==== Dataset ====

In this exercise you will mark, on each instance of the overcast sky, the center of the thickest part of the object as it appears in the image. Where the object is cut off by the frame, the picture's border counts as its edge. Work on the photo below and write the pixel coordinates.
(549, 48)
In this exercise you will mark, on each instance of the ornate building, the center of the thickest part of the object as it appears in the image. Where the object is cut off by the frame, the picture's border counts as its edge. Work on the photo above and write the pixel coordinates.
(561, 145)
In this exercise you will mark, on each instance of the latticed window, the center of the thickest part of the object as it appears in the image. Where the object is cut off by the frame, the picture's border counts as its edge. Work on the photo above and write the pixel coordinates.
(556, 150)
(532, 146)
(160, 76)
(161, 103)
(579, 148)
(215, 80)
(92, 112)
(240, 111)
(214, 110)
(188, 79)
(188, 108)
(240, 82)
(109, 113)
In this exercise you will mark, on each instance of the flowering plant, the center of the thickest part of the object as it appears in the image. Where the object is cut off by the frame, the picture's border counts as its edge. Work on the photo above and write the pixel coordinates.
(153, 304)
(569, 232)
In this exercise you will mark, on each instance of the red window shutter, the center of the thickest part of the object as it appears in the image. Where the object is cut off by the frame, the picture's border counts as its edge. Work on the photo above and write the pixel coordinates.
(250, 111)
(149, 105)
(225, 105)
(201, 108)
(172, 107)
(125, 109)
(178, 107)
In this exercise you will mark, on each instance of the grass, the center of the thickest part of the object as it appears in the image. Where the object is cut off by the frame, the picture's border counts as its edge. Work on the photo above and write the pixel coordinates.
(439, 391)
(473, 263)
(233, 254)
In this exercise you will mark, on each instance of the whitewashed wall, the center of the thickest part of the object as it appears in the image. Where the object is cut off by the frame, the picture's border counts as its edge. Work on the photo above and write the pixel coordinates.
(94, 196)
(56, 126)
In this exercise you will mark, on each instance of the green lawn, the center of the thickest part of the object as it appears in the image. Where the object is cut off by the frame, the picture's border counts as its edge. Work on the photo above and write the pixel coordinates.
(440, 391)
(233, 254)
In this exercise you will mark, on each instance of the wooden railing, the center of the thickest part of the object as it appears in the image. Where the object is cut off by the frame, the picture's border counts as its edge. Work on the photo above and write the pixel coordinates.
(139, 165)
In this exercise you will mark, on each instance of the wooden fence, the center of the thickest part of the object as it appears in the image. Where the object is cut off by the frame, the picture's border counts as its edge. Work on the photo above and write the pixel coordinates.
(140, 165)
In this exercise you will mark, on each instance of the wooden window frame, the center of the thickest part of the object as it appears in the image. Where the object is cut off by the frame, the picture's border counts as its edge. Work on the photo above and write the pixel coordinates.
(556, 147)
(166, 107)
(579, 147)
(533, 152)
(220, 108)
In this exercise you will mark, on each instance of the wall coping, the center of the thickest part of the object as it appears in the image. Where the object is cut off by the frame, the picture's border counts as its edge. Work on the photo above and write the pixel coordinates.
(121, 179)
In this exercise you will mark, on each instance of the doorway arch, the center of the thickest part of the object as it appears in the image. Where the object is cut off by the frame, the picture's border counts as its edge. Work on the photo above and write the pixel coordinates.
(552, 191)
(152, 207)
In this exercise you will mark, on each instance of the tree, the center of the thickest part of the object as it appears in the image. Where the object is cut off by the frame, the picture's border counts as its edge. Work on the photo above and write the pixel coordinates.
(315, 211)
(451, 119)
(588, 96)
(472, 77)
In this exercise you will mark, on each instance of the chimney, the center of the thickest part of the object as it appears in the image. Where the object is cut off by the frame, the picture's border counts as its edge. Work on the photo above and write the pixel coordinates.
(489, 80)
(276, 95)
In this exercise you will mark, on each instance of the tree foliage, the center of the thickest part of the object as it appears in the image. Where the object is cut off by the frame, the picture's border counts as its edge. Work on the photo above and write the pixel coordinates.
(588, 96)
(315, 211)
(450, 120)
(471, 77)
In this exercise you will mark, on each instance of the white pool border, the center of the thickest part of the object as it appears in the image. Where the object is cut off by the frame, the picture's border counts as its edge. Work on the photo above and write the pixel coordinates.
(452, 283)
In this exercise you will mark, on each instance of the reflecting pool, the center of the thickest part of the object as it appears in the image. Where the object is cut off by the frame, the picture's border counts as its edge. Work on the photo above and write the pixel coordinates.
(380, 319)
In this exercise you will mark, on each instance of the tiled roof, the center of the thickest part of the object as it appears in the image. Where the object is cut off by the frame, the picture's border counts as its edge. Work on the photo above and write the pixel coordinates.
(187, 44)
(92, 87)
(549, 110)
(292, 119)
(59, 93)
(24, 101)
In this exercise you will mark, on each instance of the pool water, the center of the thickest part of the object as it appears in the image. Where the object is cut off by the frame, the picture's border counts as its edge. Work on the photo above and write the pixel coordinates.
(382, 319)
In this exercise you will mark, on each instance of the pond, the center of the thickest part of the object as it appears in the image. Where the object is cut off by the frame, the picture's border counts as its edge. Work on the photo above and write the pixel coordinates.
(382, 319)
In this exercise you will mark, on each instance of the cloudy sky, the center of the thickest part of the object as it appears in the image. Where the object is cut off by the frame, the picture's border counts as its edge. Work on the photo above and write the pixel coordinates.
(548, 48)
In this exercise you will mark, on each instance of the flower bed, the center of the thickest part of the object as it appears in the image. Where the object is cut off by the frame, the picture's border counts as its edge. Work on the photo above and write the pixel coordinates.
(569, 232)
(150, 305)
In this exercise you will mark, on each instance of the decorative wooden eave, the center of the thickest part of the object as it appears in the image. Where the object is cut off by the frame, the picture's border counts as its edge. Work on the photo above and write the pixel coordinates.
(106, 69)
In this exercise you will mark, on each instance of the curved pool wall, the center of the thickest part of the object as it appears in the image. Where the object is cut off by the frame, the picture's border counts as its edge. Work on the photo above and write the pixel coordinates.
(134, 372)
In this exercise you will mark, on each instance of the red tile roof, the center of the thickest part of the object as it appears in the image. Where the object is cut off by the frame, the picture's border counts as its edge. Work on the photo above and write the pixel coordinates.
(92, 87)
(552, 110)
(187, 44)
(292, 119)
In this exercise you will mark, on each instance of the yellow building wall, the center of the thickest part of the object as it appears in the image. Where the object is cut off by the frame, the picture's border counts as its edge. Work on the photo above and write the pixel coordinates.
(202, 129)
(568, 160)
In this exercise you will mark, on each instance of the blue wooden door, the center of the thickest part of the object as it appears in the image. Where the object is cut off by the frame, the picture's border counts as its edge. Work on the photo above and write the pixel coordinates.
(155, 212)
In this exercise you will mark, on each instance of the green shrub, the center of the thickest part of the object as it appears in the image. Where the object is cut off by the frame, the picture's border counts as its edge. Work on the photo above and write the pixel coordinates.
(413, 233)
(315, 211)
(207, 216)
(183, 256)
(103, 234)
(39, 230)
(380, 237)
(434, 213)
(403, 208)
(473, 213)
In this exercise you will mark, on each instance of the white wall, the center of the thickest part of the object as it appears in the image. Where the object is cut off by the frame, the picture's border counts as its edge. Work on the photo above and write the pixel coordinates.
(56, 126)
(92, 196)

====

- What is needed: Print the records above again, every one, exactly as written.

- Task solution:
In this exercise you will mark, on each instance of the overcast sky, the center of the thickest part of the object as it appears in the image. Where the object is cut off by the frame, the picture's border counts as its edge. Work on the photo below and write the pixel coordinates.
(549, 48)
In this exercise you will mark, on each instance of the ornate building, the center of the thickest part of the object as it appears in the image. Where the object is cut off by the frame, the picture's border counts as its edge. Work on the photo above and write the pixel coordinates.
(561, 145)
In this exercise you will mark, on each instance of the latticed window, the center of the thickest part of the object as it appears in the image. Where the object is cut off by the frame, the picture's border counts as its edge. Work on the photo above and write the pixel coordinates.
(556, 150)
(532, 146)
(160, 76)
(161, 103)
(579, 148)
(215, 80)
(92, 112)
(240, 111)
(214, 110)
(188, 79)
(188, 108)
(240, 82)
(109, 113)
In this exercise you will mark, on each instance of the flowering plant, the center of the thickest part of the object as it appears in the image. Where the object is cut off by the frame, the picture's border counts as its edge. Work on the photo above and write the pixel coordinates.
(153, 304)
(569, 232)
In this exercise you will mark, on each instance of the red window shutter, the center of the thickest part of the object as it appears in the image. Where the object is cut off by the frame, the picture's border counts as its edge. Work on the photo above and write the pixel coordinates.
(250, 111)
(149, 105)
(225, 105)
(201, 108)
(172, 107)
(125, 109)
(178, 107)
In this exercise you will mark, on each instance of the grass, the center of the thickest part of the object as it appears in the image. Where the object is cut off by the frame, the picture's border counts as its edge. Work on the photo above and write the pixel coordinates.
(439, 391)
(473, 263)
(233, 254)
In this exercise you will mark, on each instance of the whitewashed wall, the center of the thickest part of the object as it appears in the image. Where the object is cut off by the frame, the picture's border counts as its edge. Work on the photo above and write the pixel coordinates.
(94, 196)
(56, 126)
In this exercise you will mark, on each instance of the green lawn, the center of the thickest part of the object as it appears in the image. Where the object is cut off by the frame, the picture's border counts as its edge. Work on the photo above and write the pixel coordinates.
(440, 391)
(233, 254)
In this exercise you will mark, on each instance of the wooden railing, the center of the thickest part of the object as it appears in the image. Where the object is cut off by the frame, the picture's border counts as its edge. Work on the photo above and write the pixel coordinates.
(139, 165)
In this exercise you will mark, on each instance of the wooden fence, the center of the thickest part of the object as it appears in the image. Where the object is cut off by the frame, the picture's border counts as its edge. Work on the photo above and write the pixel coordinates.
(140, 165)
In this exercise you will mark, on each instance of the wooden window frame, the center of the thickest part of the object as it appears in the image. Where the object is cut off by the frame, the picture's border counts as its edge. Work on the photo above and write the pixel coordinates.
(556, 147)
(166, 107)
(579, 147)
(533, 152)
(220, 108)
In this exercise you will mark, on each instance of the wall coping, the center of the thickest part of the object as it appears in the image. Where the object is cut off by the frame, the picture's border counts as its edge. Work on the photo above and write the pixel coordinates.
(121, 179)
In this exercise you will mark, on each instance of the doorway arch, the center of the thickest part of the object as it appears in the image. Where the object is cut off by the frame, the picture's border counts as its edge. Work on the photo above and write the pixel coordinates.
(552, 191)
(152, 207)
In this exercise you will mark, on each instance of the tree, the center of the thickest part of the object as it appears in the image. Where the object is cut off by the frame, the picture's border counts as its edge. Work on the photo above and write the pixel coordinates.
(315, 211)
(451, 119)
(588, 96)
(472, 77)
In this exercise you will mark, on each instance of the chimney, the center of the thickest part of the object as it appears in the image. Where the object is cut off by the frame, the picture's border counts as its edge. Work on the photo above and write the pixel coordinates.
(489, 80)
(276, 95)
In this exercise you will mark, on each instance of the tree foliage, the center of the thickest part of the object as it appears in the image. Where the object is cut off by the frame, the picture's border counts as its edge. Work on the photo above and write the pixel coordinates.
(588, 96)
(315, 211)
(450, 120)
(471, 77)
In this exercise you will mark, on each instance of the white pool border, the center of the thickest part of the object as it appears in the image. Where the object is cut off by the frame, the picture's border counts as its edge. Work on the photo above and write the pixel coordinates.
(452, 283)
In this exercise you will mark, on each instance of the reflecting pool, the center of the thickest part of the object as it appears in the image. Where the object is cut off by the frame, the picture's border counts as its edge. Work on the photo above and write the pixel coordinates.
(380, 319)
In this exercise you will mark, on each instance of the tiled roof, the center of the thickest part of the object as it appears in the image. Where the object is cut off by the frame, the picture's border counts as its edge. Work on the photo above and write the pixel coordinates.
(187, 44)
(92, 87)
(549, 110)
(292, 119)
(59, 93)
(24, 101)
In this exercise you will mark, on each instance of the pool water, the center of the thickest part of the object as it appears in the image. Where the object is cut off by the frame, the picture's border counts as its edge. Work on the photo above and write the pixel coordinates.
(382, 319)
In this exercise you will mark, on each instance of the pond, the center of the thickest part of the object as it appears in the image. Where the object is cut off by the frame, the picture's border counts as its edge. Work on the photo above and write the pixel coordinates.
(382, 319)
In this exercise you will mark, on each instance of the cloudy sky, the center of the thickest part of the object as it appears in the image. Where the object is cut off by the frame, the picture's border counts as its edge. Work on the photo above and write the pixel coordinates.
(548, 48)
In this exercise you will mark, on each instance of the flower bed, the center of the thickest part of the object as it appears in the image. Where the object is cut off by the frame, the picture's border counts as its edge. Work on the photo above and write the pixel coordinates.
(569, 232)
(150, 305)
In this exercise you will mark, on each instance of the decorative wooden eave, the center of the thickest part of the object as it appears in the image. Where the object is cut off by the frame, the picture's border counts as its edge. Work on the photo above and write the pixel coordinates.
(106, 69)
In this exercise you will mark, on each instance of the curved pool wall, the center of the thickest part of the object as it appears in the image. Where the object is cut off by the frame, the picture's border counts as its edge. Work on the photo above and write the pixel coordinates.
(134, 372)
In this exercise you will mark, on each instance of the red tile roof, the center of the thickest part of the object as it appears in the image. Where the object is cut off by the frame, the picture's border counts as its edge. Work on the photo above and write the pixel coordinates.
(92, 87)
(552, 110)
(187, 44)
(292, 119)
In this exercise you will mark, on each instance of the yellow building wall, the center of the thickest part of the object as it appears in the image. Where the object is cut off by the frame, the picture's border counts as its edge. Work on the photo above and write the pixel coordinates.
(202, 129)
(568, 160)
In this exercise you will mark, on each instance of the blue wooden door, the center of the thickest part of the object as it appears in the image. Where the object is cut off by the frame, the picture's border counts as its edge. Work on the photo above and write the pixel coordinates.
(155, 212)
In this exercise you will mark, on each instance of the green shrub, the center of the thickest part of the object as it appears in the image. Where the object is cut off by the frame, the picture's border counts as its edge. Work on the photo above and write the pixel coordinates.
(413, 233)
(315, 211)
(207, 216)
(183, 256)
(103, 234)
(39, 230)
(380, 237)
(434, 213)
(403, 208)
(473, 213)
In this exercise you will mark, on each instance of the white wall, the center of the thickest part of the object as it appears in the image. Where the object is cut off by the frame, the picture's border counts as its edge. Work on the photo above and write the pixel coordinates.
(56, 126)
(92, 196)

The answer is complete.